Task: Repeat the whole of the data, keeping every detail the same.

Coordinate annotation entries
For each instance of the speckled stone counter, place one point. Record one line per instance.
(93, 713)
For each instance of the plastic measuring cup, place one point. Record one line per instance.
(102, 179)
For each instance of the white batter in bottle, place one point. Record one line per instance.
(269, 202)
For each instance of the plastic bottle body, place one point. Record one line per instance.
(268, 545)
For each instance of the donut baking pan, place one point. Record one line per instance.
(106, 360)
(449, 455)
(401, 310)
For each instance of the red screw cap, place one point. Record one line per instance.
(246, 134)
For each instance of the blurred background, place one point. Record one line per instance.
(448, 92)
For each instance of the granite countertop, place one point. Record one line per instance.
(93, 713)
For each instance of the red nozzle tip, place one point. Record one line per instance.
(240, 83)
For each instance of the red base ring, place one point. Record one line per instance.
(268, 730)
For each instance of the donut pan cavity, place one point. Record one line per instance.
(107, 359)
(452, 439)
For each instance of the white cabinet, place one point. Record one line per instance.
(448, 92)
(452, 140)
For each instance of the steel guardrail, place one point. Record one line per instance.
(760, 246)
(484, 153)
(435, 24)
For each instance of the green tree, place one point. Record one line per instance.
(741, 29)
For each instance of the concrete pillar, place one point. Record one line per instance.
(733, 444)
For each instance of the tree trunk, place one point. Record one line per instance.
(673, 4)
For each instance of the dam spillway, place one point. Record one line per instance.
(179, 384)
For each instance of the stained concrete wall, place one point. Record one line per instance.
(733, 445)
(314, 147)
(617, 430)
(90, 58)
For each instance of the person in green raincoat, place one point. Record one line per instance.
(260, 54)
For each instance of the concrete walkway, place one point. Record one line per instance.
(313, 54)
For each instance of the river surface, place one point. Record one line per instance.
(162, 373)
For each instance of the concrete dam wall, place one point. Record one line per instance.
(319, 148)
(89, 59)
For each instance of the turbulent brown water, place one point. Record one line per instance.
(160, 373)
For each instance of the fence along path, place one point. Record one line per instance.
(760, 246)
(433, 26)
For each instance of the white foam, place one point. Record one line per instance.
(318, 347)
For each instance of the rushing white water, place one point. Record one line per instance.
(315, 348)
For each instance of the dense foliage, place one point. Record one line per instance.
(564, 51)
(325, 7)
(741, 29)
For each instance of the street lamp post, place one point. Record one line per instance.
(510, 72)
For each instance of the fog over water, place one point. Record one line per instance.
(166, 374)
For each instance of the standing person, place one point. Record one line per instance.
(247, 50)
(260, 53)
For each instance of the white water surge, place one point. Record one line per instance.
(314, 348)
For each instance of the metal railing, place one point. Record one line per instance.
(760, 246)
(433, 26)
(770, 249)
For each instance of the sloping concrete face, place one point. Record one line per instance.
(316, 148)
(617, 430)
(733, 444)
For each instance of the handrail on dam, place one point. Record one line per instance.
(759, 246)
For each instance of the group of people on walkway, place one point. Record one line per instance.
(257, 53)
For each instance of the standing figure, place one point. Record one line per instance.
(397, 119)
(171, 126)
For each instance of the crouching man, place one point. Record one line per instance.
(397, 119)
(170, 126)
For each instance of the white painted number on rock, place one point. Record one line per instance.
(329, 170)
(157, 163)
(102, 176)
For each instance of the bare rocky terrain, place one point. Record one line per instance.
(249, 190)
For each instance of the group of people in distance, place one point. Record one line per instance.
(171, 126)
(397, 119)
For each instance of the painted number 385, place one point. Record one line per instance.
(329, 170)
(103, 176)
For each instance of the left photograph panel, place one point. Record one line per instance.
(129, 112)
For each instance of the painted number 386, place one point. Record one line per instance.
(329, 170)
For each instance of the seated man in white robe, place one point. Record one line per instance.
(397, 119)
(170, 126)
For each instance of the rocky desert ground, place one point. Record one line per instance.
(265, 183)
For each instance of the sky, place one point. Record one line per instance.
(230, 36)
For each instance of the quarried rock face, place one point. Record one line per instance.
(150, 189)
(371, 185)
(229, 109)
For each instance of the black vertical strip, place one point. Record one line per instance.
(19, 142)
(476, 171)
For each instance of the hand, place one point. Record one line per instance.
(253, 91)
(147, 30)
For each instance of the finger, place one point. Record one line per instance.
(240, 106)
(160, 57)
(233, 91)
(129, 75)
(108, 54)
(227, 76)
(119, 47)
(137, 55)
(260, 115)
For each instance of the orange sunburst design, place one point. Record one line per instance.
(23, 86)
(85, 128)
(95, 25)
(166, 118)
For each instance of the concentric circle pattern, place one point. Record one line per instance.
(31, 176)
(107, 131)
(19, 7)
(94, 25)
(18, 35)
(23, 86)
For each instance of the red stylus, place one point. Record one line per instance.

Output of the exercise:
For each instance of the speckled stone counter, place one point. Record one line per instance.
(93, 713)
For each instance of the plastic measuring cup, place one point. Record one line per instance.
(102, 179)
For each instance of the white batter in bottle, place one point. Record one line per instance.
(269, 202)
For each instance of the plastic bottle body, place one point. Record one line per instance.
(268, 545)
For each instance of the donut baking pan, place one point. Record one line per instance.
(106, 360)
(449, 455)
(401, 310)
For each instance of the red screw cap, place one point. Record one line per instance.
(246, 134)
For each instance of the blurred background, place one point. Record one line per instance.
(448, 92)
For each instance of the granite countertop, place one point. Record one line per instance.
(93, 713)
For each instance of the red nozzle tip, place one point. Record one line per instance.
(240, 83)
For each instance of the red base ring, place one point. Record one line per instance.
(268, 730)
For each instance of the donut pan cavity, place one point. Record one line per instance.
(107, 359)
(452, 439)
For each instance of the white cabinet, place one point. Record one line per instance.
(448, 92)
(452, 140)
For each instance of the steel guardrail, place one point. Record one line per instance.
(760, 246)
(484, 153)
(435, 24)
For each instance of the green tree, place one point. Record one line per instance.
(741, 29)
For each instance of the concrete pillar, place one point. Record one line per instance.
(733, 444)
For each instance of the tree trunk, place one point. Record one line per instance.
(673, 4)
For each instance of the dam spillway, place one point. Record one line per instance.
(179, 384)
For each instance of the stained concrete wall, place one point. Record one line per instance.
(733, 445)
(314, 147)
(617, 430)
(90, 58)
For each instance of the person in green raincoat, place one point. Record one line per instance.
(260, 54)
For each instance of the concrete walkway, place one point. Record one line per instance.
(313, 54)
For each instance of the river surface, place one point. Record one line per instance.
(162, 373)
For each instance of the concrete dam wall, place one point. Record one line per instance.
(319, 148)
(89, 59)
For each instance of the turbulent brown water, place one point. Record one line per instance.
(160, 373)
For each instance of the fence along path, place one point. Record one line per instance.
(760, 246)
(433, 26)
For each instance of the white foam, place one point. Record one line per instance.
(318, 347)
For each instance of the rushing white water, place one point. Record one line per instance.
(315, 348)
For each instance of the dense foliage, place one point. Record one line per instance.
(564, 51)
(325, 7)
(741, 29)
For each instance of the street lamp post, place one point. Record one line per instance.
(510, 72)
For each instance of the fog over water, place one point. Record one line per instance.
(166, 374)
For each instance of the standing person, place one point. Record one line per instance.
(247, 50)
(260, 53)
For each instance of the white water surge, place one point. Record one line per instance.
(314, 348)
For each instance of the metal railing, place one point. Record one line per instance.
(760, 246)
(433, 26)
(770, 249)
For each instance of the sloping concrete face, place one point. Record one line per instance.
(316, 148)
(617, 430)
(733, 444)
For each instance of the handrail on dam, place one point. Record one line per instance.
(759, 246)
For each instance of the group of people on walkway, place one point. Record one line per instance.
(257, 53)
For each instance of the standing figure, place one point. Record one line per instance.
(397, 119)
(171, 126)
For each instance of the crouching man, place one point. Record one line per instance.
(397, 119)
(170, 126)
For each instance of the white painted number on rock, place one point. Record one line per instance.
(329, 170)
(157, 163)
(102, 176)
For each instance of the bare rocky terrain, place one point. Record one line per instance.
(249, 190)
For each instance of the group of people in distance, place one point. Record one line per instance.
(171, 126)
(397, 119)
For each instance of the painted number 385, place one point. Record one line per instance.
(329, 170)
(103, 176)
For each instance of the left photograph panel, place one point. Record one line per instance.
(129, 112)
For each instance of the painted number 386, place one point. Record one line per instance.
(329, 170)
For each instance of the seated man in white robe, place one point. Record one line per instance.
(397, 119)
(170, 126)
For each instance of the rocky desert ground, place one point. Record one line per instance.
(265, 183)
For each instance of the sky, place one point. Record one line per instance.
(230, 36)
For each instance of the quarried rock face, place one point. Record one line per instance.
(150, 189)
(371, 185)
(229, 109)
For each instance of the black vertical strip, place one point. Record one line per instance.
(19, 142)
(476, 171)
For each instance of the hand, place one point. Record one line per instance.
(253, 91)
(147, 30)
For each instance of the finger, place one point. Record one line per instance.
(240, 106)
(160, 57)
(233, 91)
(129, 75)
(108, 54)
(227, 76)
(119, 47)
(137, 55)
(260, 115)
For each instance of the orange sunburst design, place one point. Record one line per instance.
(23, 86)
(85, 128)
(95, 25)
(166, 118)
For each instance of the concentric circle pattern, place one point. Record one line per instance.
(31, 176)
(107, 131)
(19, 7)
(94, 25)
(18, 35)
(23, 86)
For each instance of the red stylus, place one point. Record one line per instance.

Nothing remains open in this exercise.